* [Record set]
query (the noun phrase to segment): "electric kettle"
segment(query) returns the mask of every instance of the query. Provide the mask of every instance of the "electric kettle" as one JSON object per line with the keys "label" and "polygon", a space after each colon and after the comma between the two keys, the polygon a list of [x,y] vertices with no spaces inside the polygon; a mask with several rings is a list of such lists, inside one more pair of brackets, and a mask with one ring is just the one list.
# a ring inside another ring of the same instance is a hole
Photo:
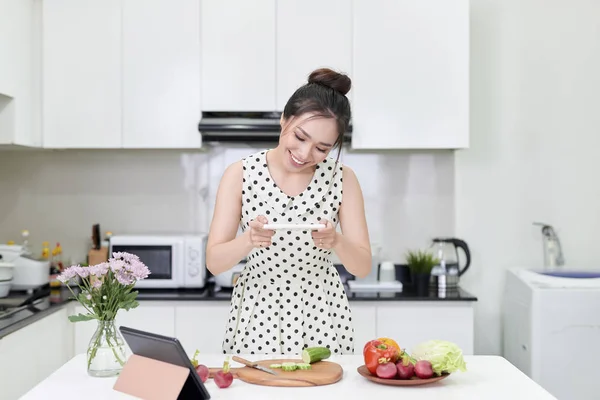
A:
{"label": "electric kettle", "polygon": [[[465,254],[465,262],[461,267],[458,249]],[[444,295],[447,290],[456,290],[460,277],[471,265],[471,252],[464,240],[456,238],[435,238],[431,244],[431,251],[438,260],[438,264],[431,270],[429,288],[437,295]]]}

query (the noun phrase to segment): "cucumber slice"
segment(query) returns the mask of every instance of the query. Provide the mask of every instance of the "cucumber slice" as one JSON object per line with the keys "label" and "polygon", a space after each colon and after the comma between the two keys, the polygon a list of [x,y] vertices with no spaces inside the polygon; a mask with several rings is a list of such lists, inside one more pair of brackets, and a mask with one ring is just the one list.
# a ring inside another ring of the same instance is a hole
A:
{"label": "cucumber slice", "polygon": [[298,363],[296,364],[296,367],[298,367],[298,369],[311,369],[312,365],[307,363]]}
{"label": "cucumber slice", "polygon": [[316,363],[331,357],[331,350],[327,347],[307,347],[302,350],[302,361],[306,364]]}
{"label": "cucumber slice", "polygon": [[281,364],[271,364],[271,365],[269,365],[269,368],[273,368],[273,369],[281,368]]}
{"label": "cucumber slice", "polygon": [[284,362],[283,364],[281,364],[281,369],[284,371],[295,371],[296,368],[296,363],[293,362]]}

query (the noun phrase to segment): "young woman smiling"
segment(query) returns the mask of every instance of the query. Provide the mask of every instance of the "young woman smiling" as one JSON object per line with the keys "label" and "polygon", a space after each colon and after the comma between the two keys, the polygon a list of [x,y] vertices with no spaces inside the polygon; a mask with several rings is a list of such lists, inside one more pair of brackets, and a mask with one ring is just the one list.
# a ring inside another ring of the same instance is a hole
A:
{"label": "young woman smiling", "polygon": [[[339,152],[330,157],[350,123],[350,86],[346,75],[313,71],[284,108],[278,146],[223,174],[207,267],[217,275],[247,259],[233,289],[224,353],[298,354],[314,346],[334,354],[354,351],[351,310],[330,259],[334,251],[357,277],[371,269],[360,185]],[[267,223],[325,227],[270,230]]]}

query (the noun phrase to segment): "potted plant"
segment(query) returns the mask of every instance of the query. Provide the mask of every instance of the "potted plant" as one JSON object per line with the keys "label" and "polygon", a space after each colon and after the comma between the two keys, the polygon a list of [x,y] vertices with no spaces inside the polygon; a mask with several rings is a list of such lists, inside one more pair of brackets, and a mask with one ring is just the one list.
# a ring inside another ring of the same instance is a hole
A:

...

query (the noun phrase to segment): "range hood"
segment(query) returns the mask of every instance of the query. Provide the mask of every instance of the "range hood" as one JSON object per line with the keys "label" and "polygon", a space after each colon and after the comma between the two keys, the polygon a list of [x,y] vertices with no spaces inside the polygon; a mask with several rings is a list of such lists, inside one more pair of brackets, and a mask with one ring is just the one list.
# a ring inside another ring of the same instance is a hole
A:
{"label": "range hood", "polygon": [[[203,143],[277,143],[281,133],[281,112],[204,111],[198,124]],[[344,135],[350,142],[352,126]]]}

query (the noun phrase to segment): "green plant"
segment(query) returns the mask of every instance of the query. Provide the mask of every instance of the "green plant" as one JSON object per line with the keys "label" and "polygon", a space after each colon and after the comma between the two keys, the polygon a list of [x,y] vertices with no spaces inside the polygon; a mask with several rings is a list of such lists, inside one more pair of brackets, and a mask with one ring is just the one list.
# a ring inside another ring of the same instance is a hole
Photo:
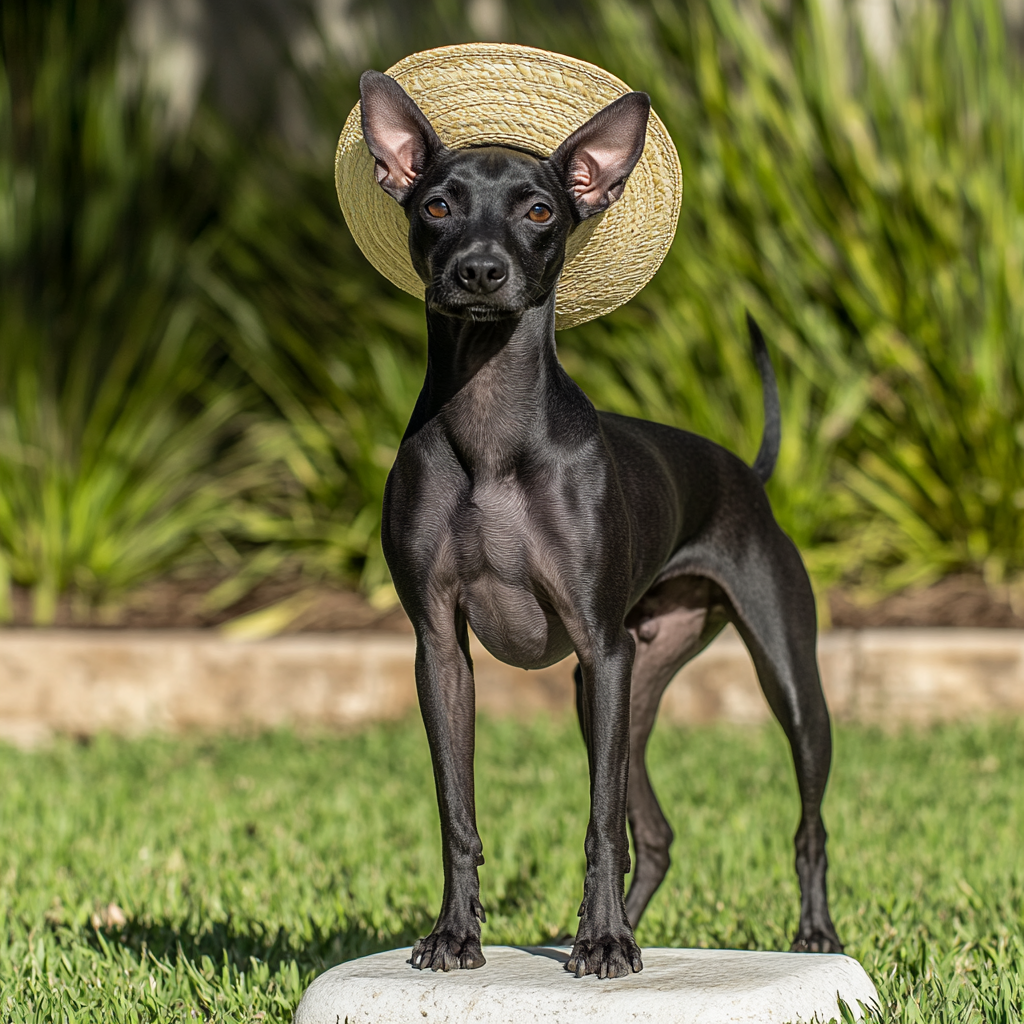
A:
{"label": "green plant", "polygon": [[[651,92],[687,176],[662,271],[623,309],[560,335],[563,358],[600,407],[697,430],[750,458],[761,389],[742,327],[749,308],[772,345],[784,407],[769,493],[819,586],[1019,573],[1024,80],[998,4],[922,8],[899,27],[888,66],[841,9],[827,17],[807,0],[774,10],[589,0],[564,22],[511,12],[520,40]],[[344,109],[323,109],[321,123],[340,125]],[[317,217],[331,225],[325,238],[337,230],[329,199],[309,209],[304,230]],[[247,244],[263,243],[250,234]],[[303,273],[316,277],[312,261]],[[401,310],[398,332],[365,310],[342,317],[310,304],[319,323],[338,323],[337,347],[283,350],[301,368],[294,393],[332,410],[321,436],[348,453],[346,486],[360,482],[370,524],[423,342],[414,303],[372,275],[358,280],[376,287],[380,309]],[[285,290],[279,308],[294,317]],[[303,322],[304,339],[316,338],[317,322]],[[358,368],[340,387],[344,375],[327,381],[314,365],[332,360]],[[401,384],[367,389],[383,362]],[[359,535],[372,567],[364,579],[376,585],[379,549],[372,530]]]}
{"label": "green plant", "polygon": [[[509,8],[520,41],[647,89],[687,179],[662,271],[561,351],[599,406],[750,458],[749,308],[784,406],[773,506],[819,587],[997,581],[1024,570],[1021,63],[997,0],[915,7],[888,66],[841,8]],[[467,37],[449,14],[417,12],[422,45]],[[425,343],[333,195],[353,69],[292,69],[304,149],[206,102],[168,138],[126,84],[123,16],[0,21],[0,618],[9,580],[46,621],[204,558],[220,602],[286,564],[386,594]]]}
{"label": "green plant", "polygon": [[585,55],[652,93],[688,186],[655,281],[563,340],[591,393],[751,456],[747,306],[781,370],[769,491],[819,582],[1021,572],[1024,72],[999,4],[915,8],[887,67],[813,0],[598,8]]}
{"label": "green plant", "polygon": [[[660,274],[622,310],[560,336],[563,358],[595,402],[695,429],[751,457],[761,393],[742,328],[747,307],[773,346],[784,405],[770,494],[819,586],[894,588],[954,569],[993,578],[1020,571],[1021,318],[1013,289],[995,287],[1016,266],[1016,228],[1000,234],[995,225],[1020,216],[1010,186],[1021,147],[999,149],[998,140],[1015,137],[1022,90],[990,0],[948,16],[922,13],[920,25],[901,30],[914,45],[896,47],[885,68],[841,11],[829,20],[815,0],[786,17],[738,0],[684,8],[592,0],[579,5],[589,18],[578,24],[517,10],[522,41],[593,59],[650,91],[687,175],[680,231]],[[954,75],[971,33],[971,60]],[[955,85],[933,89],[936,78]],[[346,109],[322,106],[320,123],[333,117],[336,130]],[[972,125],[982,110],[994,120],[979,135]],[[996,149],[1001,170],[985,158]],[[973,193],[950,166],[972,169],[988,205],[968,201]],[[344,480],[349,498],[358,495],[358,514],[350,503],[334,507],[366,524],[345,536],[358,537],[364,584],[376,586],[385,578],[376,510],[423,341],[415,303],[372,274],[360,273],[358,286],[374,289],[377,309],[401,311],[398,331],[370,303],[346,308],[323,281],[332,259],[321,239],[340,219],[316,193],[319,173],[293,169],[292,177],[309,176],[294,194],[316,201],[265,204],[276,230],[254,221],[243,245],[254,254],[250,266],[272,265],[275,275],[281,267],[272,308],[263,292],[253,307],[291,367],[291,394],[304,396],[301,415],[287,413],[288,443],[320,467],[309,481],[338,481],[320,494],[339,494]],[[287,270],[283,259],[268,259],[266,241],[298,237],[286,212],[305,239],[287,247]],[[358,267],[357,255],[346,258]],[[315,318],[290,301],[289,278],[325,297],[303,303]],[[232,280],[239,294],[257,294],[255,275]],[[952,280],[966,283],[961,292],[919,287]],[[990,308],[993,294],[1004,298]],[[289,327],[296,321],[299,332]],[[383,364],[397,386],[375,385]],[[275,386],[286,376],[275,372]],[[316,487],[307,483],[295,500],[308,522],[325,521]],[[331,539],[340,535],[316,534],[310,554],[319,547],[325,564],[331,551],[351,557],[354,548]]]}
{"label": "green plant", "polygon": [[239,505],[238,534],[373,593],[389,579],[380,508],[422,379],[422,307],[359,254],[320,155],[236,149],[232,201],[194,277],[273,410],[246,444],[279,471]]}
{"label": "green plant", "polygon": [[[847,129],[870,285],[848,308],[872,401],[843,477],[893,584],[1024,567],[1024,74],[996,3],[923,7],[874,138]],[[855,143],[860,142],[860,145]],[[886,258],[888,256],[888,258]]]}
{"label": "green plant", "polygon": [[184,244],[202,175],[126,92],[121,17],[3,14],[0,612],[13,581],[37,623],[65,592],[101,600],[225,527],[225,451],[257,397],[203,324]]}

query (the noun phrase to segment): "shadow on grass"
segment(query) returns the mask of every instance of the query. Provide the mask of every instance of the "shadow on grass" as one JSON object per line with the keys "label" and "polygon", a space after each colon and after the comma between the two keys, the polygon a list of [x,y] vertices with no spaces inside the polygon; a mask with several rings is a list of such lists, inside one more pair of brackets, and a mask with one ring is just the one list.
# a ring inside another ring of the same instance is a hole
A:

==

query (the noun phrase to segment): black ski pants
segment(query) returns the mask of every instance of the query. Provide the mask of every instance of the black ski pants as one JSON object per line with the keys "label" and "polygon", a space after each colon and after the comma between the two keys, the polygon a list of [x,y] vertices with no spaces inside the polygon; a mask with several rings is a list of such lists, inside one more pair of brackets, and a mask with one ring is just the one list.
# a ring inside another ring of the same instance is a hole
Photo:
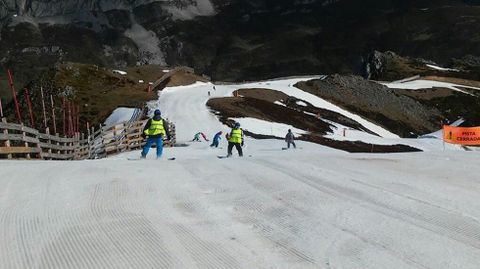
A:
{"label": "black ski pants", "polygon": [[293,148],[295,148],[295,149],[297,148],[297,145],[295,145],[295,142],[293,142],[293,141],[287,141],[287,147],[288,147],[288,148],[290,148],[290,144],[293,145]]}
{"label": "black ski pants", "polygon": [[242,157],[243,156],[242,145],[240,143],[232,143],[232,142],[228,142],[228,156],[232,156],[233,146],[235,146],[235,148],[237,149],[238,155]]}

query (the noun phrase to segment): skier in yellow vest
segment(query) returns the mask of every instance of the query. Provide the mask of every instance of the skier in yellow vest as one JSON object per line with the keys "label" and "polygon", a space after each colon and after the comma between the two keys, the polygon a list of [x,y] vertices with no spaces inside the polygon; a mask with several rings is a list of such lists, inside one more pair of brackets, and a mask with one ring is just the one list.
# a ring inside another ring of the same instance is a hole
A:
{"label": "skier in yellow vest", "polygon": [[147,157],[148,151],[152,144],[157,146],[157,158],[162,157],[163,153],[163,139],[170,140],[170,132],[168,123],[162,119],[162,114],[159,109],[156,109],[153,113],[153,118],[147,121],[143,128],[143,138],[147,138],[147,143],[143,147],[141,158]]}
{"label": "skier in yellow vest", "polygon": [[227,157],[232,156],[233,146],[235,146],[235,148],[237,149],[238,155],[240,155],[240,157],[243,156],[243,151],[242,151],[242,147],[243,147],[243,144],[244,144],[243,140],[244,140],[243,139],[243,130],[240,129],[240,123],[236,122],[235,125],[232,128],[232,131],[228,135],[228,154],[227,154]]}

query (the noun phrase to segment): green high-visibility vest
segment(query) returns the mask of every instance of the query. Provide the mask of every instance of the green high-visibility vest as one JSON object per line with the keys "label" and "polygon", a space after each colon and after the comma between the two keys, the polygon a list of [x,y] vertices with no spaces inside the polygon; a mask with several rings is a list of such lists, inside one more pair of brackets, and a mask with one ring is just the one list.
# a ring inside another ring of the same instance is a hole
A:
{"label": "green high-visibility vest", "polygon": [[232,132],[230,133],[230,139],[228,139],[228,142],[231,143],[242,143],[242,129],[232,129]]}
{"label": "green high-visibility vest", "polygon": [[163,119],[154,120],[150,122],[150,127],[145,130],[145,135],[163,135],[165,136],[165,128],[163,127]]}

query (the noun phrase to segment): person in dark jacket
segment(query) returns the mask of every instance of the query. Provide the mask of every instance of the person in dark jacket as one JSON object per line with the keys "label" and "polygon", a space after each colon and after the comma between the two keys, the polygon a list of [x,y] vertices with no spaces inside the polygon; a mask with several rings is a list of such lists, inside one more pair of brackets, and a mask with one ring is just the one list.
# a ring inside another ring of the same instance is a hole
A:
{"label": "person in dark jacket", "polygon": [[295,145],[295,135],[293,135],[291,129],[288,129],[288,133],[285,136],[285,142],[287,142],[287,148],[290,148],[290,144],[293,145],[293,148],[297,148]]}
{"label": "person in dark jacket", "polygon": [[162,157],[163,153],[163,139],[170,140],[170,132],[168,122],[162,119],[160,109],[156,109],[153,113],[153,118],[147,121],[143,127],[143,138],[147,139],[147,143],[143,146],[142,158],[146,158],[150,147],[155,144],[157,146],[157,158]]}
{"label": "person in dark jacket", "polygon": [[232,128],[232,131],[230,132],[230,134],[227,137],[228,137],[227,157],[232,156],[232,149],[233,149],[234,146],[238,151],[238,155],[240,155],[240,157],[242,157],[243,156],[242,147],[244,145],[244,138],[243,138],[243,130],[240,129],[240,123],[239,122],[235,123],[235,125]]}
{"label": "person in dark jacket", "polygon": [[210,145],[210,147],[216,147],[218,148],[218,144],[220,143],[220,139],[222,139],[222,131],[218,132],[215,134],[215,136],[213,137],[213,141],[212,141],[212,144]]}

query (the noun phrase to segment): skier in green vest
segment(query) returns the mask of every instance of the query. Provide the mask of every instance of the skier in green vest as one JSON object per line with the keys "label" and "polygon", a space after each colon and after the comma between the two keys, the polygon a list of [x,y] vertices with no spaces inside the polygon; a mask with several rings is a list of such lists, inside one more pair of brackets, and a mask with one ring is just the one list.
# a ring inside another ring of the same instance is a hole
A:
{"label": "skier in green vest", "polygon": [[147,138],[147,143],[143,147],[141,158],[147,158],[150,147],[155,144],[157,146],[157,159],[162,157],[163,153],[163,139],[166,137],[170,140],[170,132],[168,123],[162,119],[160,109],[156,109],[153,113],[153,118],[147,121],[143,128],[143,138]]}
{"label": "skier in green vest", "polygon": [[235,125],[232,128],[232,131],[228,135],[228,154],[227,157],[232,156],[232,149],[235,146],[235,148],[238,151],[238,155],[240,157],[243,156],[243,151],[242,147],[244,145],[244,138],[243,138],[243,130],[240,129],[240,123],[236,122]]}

* [Instructions to follow]
If a line in the material above contains "phrase", show that line.

* [Output of the exercise]
query (the noun phrase to segment): "electric kettle"
query (the noun phrase to segment): "cucumber slice"
query (the noun phrase to segment): "young woman smiling"
query (the noun phrase to segment): "potted plant"
query (the noun phrase to segment): "range hood"
query (the noun phrase to segment): "green plant"
query (the noun phrase to segment): "shadow on grass"
query (the noun phrase to segment): black ski pants
query (the noun phrase to segment): skier in yellow vest
query (the noun phrase to segment): green high-visibility vest
query (the noun phrase to segment): person in dark jacket
query (the noun phrase to segment): skier in green vest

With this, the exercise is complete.